Task item ->
Within the entries below, the lines from the one with "Q: Tag each instance of the herd" through the one with "Q: Tag each instance of the green leaf" are to be set down exactly, both ends kept.

(Beginning of Input for this task)

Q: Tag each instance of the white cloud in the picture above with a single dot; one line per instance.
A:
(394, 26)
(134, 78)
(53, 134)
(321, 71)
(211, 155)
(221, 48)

(End of Input for this task)
(Beginning of Input for this task)

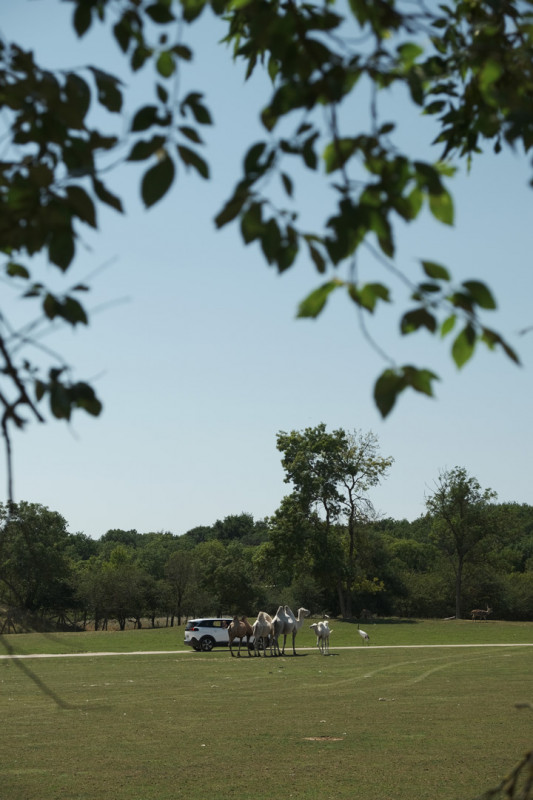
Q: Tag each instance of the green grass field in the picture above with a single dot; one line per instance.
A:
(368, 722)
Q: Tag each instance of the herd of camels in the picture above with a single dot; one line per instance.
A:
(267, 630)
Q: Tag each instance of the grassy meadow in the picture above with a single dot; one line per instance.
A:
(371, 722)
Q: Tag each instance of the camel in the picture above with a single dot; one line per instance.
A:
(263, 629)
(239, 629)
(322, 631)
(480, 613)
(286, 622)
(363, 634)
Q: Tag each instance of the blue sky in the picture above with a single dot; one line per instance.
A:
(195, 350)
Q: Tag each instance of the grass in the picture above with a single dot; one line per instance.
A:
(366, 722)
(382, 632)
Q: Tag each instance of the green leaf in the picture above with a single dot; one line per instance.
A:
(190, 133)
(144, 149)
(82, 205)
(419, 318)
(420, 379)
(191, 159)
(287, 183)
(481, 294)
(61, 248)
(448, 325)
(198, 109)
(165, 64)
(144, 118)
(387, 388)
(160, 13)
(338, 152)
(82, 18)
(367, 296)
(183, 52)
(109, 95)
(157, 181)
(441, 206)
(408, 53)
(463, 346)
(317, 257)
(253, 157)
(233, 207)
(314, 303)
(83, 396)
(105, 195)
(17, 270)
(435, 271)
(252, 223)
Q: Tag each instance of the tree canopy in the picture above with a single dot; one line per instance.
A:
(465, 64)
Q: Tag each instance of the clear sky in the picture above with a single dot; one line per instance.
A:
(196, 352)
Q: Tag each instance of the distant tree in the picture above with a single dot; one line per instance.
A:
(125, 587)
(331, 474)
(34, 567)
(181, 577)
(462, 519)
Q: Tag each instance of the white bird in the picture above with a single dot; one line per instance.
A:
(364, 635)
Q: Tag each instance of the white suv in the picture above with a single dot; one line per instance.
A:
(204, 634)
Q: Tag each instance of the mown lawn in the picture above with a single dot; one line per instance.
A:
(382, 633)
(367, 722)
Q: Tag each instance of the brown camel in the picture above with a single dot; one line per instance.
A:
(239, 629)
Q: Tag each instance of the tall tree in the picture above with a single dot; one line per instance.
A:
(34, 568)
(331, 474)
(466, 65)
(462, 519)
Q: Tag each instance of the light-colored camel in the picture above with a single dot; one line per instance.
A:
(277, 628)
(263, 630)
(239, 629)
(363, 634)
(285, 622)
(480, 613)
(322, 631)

(End of Input for this task)

Answer below ->
Q: Tag each instance of the herd of camels in the picture above with a single dot; one line per instance.
A:
(267, 630)
Q: Tag each instance of the grassy meadow in the picture above with a single dot; one line per instance.
A:
(371, 722)
Q: Tag each instance of the camel in the picture above with a single dot; one line per instance.
A:
(263, 629)
(239, 629)
(322, 631)
(480, 613)
(286, 622)
(363, 634)
Q: Tag each instance of the blue sky in the picture above with a single dot; one line per instance.
A:
(195, 350)
Q: Tag each instance of the grass in the picture above with a single dot; one line per instance.
A:
(366, 722)
(382, 632)
Q: Tag each instance of the green leaf in the picture above with a single dot; one line per instance.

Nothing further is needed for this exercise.